#### [ENTRIES]
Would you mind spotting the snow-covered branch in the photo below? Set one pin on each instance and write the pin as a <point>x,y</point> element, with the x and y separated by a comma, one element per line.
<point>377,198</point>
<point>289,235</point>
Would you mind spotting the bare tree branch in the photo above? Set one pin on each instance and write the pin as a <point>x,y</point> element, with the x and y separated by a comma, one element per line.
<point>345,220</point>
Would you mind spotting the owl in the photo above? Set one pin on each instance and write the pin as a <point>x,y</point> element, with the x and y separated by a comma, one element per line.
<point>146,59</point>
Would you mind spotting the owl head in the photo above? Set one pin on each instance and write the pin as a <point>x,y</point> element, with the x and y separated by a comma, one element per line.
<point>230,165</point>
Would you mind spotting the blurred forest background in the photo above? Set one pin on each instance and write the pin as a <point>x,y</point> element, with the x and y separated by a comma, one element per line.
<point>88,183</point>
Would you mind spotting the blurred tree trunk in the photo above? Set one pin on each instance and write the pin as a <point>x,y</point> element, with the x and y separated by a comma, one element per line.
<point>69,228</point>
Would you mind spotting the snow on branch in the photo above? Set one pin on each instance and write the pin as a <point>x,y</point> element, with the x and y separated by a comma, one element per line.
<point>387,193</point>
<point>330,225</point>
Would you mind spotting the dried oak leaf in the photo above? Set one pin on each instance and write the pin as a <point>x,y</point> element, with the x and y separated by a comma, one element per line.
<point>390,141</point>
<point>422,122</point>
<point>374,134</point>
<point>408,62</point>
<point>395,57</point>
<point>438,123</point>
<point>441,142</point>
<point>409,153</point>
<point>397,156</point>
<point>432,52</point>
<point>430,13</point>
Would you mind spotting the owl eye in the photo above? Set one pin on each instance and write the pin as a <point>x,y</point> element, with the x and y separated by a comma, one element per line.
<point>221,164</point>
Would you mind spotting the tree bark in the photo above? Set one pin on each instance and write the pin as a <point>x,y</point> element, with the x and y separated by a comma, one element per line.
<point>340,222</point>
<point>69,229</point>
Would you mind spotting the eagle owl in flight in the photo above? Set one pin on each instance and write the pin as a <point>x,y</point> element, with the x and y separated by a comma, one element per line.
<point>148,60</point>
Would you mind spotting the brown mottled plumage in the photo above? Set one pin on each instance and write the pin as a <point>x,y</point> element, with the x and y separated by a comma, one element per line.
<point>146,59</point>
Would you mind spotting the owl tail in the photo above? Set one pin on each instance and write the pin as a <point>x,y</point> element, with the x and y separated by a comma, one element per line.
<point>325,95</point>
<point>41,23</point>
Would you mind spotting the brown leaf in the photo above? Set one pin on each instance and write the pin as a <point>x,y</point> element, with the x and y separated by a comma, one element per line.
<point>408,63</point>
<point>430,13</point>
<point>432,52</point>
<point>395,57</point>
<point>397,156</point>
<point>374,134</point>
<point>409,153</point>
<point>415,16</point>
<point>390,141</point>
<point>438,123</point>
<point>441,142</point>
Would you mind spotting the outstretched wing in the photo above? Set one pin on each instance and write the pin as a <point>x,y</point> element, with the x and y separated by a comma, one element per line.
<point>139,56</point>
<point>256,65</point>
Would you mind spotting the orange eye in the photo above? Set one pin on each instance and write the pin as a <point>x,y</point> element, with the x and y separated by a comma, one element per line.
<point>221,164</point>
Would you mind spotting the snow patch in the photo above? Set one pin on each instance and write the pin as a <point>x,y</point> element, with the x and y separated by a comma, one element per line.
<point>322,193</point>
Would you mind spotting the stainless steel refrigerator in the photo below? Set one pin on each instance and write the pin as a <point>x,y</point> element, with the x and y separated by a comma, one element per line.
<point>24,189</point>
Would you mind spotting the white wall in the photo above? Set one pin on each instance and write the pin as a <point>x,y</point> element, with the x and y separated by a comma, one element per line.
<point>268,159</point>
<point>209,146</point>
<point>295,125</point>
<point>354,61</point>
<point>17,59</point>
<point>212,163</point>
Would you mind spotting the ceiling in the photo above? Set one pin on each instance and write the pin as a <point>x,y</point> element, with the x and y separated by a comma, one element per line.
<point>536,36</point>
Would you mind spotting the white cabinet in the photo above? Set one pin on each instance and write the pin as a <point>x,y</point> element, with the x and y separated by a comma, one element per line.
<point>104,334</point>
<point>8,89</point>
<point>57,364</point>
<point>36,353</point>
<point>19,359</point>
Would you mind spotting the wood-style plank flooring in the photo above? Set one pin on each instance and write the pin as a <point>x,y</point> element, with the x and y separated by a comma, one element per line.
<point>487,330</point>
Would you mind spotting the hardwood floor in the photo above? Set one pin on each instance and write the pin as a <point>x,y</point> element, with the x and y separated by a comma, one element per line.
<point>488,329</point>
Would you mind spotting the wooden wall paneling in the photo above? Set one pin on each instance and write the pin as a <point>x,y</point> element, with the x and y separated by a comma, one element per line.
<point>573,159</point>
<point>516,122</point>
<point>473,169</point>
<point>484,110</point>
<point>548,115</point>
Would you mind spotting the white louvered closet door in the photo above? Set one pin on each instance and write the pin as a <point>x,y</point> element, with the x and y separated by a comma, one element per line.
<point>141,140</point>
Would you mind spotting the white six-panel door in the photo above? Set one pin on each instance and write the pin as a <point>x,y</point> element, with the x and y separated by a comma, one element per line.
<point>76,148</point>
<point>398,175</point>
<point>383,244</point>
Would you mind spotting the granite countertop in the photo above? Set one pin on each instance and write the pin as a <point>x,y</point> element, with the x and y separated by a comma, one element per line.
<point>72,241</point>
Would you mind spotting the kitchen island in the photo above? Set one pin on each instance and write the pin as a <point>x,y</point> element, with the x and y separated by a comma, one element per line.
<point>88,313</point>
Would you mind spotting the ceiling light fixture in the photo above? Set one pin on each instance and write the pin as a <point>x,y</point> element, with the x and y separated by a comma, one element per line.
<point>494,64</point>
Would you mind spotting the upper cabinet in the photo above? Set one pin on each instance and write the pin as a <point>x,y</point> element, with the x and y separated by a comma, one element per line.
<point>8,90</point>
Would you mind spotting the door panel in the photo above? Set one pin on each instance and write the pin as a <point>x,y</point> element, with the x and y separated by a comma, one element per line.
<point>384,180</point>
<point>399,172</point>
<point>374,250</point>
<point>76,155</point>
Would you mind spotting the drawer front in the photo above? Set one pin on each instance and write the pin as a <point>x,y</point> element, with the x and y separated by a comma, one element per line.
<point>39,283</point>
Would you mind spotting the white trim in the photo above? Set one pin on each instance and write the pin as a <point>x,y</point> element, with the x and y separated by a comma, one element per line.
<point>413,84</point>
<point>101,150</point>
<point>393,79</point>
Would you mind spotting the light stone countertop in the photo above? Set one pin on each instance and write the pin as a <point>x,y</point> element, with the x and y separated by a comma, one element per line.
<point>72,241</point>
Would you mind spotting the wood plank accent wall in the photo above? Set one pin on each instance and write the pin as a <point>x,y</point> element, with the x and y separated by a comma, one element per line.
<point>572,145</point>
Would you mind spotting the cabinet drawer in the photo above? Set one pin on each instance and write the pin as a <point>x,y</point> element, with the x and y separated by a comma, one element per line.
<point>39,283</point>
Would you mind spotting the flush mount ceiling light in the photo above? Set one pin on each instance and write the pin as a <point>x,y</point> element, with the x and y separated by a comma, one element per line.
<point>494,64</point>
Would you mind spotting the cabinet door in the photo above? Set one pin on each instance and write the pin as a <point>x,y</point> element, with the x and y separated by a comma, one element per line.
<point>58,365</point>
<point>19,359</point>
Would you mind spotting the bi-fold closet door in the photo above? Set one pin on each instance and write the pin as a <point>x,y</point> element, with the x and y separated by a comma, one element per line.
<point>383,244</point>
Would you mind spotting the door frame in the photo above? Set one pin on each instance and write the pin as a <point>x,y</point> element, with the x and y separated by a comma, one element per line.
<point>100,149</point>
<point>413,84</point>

#### [EXERCISE DIRECTIONS]
Copy all of the material above verbatim, keeping every line in its original order and form.

#### [WORKED SOLUTION]
Would you mind spotting the snow-covered branch in the photo below? Set one pin on each instance and write the pin as a <point>x,y</point> element, with the x and y separated by a comma, one element per line.
<point>377,198</point>
<point>289,235</point>
Would you mind spotting the bare tree branch in the photo above? Set one pin on each instance and write the pin as a <point>x,y</point> element, with the x and y separated by a comma, one element per line.
<point>345,220</point>
Would you mind spotting the owl in the photo above? Set one pin on each instance and write the pin as a <point>x,y</point> element, with the x and y separated by a comma, one element per line.
<point>146,59</point>
Would you mind spotting the owl head in the photo above? Set one pin on each instance and write the pin as a <point>x,y</point> element, with the x and y separated by a comma, one element per line.
<point>230,165</point>
Would you mind spotting the blurred forest background in the photo above? Set one pin on each instance and write the pin as a <point>x,y</point> element, with the x and y separated by a comma, one element per line.
<point>88,183</point>
Would you mind spotting the blurred tree trunk in the photo above? Set one pin on each instance and write the pin as a <point>x,y</point> element, with the x and y separated by a comma, one element per line.
<point>69,228</point>
Would you mind spotting the snow on branch in the photo above? Set one pin on each instance and write the pin as a <point>x,y</point> element, with the x and y separated by a comma, one element per line.
<point>387,193</point>
<point>330,225</point>
Would you mind spotting the dried oak leaf in the photo above? Set one pin on each instance and write the pin as a <point>x,y</point> element, with the x and y separated by a comma, one element per line.
<point>390,141</point>
<point>422,122</point>
<point>374,134</point>
<point>408,62</point>
<point>395,57</point>
<point>438,123</point>
<point>441,142</point>
<point>409,153</point>
<point>397,156</point>
<point>432,52</point>
<point>430,13</point>
Would you mind spotting the owl eye in the photo above? Set one pin on each instance and write the pin as a <point>x,y</point> element, with the x and y separated by a comma, one element per line.
<point>221,164</point>
Would you mind spotting the tree bark in the photo above? Set one pin on each instance and write the pin as a <point>x,y</point> element, with the x and y separated by a comma, one element per line.
<point>340,222</point>
<point>69,229</point>
Would you mind spotting the eagle owl in flight in the photo above? Set one pin on each instance and write the pin as a <point>x,y</point> element, with the x and y separated by a comma, one element per line.
<point>148,60</point>
Would you mind spotting the brown mottled plumage in the photo above? Set one pin on each instance and write the pin as a <point>x,y</point> element, with the x and y separated by a comma, one element per line.
<point>146,59</point>
Would you mind spotting the owl tail in the photo above? Set one pin on each instance and write the pin as a <point>x,y</point> element, with the x and y separated by a comma, one element per line.
<point>325,95</point>
<point>41,23</point>
Would you mind spotting the brown leaf in the photo above? Set one pin on each instance and write the pin as a <point>x,y</point> element, with the x and y separated by a comma, one element per line.
<point>408,63</point>
<point>430,13</point>
<point>432,52</point>
<point>395,57</point>
<point>397,156</point>
<point>374,134</point>
<point>409,153</point>
<point>415,16</point>
<point>390,141</point>
<point>438,123</point>
<point>441,142</point>
Would you mind spotting the outstretched wing in the photo above? Set one pin on each instance and write the pin as a <point>x,y</point> element, with the x and y separated by a comma, one element per line.
<point>139,56</point>
<point>256,65</point>
Would you mind spotting the orange eye in the photo above? Set one pin on each instance and write the pin as a <point>x,y</point> element, with the x and y separated by a comma, one element per line.
<point>221,164</point>
Would you mind spotting the snow patch in the photo above? Set one pin on each instance and write the pin as a <point>x,y</point> element, with the x and y separated by a comma, one element per line.
<point>322,193</point>
Would you mind spotting the stainless steel refrigerator in the photo below? Set one pin on each instance and write the pin as a <point>x,y</point> element, with the x and y separated by a comma, one element per line.
<point>24,189</point>
Would you mind spotting the white wall in the photo above? Set one pin on each instance and write the pin as a <point>x,y</point> element, with the x and y separated by a comma, one element per line.
<point>268,159</point>
<point>209,146</point>
<point>295,125</point>
<point>354,61</point>
<point>17,59</point>
<point>212,163</point>
Would you mind spotting the ceiling in the photo above? Set one pin on each instance and write the pin as a <point>x,y</point> element, with the x and y separated by a comma, one element per line.
<point>536,36</point>
Would you mind spotting the white cabinet in the photo above? Set one pin on each instance and write the pin as a <point>x,y</point> element, with the x and y separated by a comma, one element per line.
<point>104,334</point>
<point>8,89</point>
<point>57,364</point>
<point>36,353</point>
<point>19,359</point>
Would you mind spotting the wood-style plank flooring in the photo above? Set one pin on each instance and write the pin as a <point>x,y</point> element, with the x and y separated by a comma, one element per line.
<point>487,330</point>
Would you mind spotting the hardwood floor in the photo above? Set one pin on each instance and write the pin as a <point>x,y</point> element, with the x and y separated by a comma, one element per line.
<point>488,329</point>
Would you mind spotting the wooden wall paneling in the photo above? Set one pin on each instance and write the pin as a <point>x,y</point> element, with the x and y separated by a comma, one element per line.
<point>573,159</point>
<point>516,122</point>
<point>473,169</point>
<point>484,110</point>
<point>548,115</point>
Would you mind spotting the white louvered closet door in the photo above? Set one pin on each instance and write the pin as a <point>x,y</point> element, with the x and y separated by a comma, one element per line.
<point>141,140</point>
Would you mind spotting the white six-panel door in the photo above? Set one pin on each instance and write the pin as a <point>x,y</point> element, with the x and y separated by a comma, one element per line.
<point>76,148</point>
<point>398,175</point>
<point>383,244</point>
Would you mind spotting the granite countertop in the photo above? Set one pin on each instance and write the pin as a <point>x,y</point> element, with the x and y separated by a comma, one element per line.
<point>72,241</point>
Would you mind spotting the kitchen island in the photo above? Set one pin on each instance and write the pin as a <point>x,y</point> element, with the x and y separated by a comma, one element per line.
<point>88,313</point>
Would you mind spotting the ceiling light fixture in the photo above? Set one pin on each instance and write the pin as a <point>x,y</point> element, with the x and y separated by a comma, one element per line.
<point>494,64</point>
Would you mind spotting the upper cabinet in the photo above? Set one pin on each instance and write the pin as a <point>x,y</point> element, with the x and y separated by a comma, one element per line.
<point>8,90</point>
Would you mind spotting the door panel in the photo above? Set one pin on each instance and write the pin as a <point>x,y</point> element, with the x and y separated by a comma, one element per line.
<point>384,180</point>
<point>399,172</point>
<point>374,250</point>
<point>76,155</point>
Would you mind spotting the drawer front in the photo above? Set one pin on each instance and write the pin as a <point>x,y</point> element, with the x and y separated by a comma, one element per line.
<point>39,283</point>
Would you mind spotting the white trim in the photo above? Set one pin on each instance and write the pin as a <point>x,y</point> element, with the x and y separated by a comma, one element per line.
<point>413,84</point>
<point>101,150</point>
<point>393,79</point>
Would you mind spotting the light stone countertop in the photo above? Set one pin on each instance and write the pin as a <point>x,y</point> element, with the x and y separated by a comma, one element per line.
<point>72,241</point>
Would you mind spotting the wood plank accent wall in the photo above? Set one pin on each instance and write the pin as a <point>x,y</point> element, with the x and y separated by a comma, one element per line.
<point>572,145</point>
Would you mind spotting the cabinet drawer in the photo above? Set one pin on each instance and write the pin as a <point>x,y</point> element, with the x and y separated by a comma, one element per line.
<point>39,283</point>
Would you mind spotting the flush mount ceiling light in the photo above? Set one pin on each instance and write the pin as a <point>x,y</point> element, with the x and y separated by a comma, one element per line.
<point>494,64</point>
Would you mind spotting the cabinet door in the photo above? Set one pin on each instance and write the pin as a <point>x,y</point> element, with the x and y separated by a comma, one element per line.
<point>58,365</point>
<point>19,359</point>
Would you mind spotting the bi-fold closet door in the photo above? Set one pin on each instance and write the pin as a <point>x,y</point> element, with the x and y separated by a comma, one element per line.
<point>383,244</point>
Would you mind spotting the door frame in the photo above? Set one pin on each instance and write the pin as a <point>x,y</point> element, with the x and y separated by a comma, one element per line.
<point>100,149</point>
<point>413,84</point>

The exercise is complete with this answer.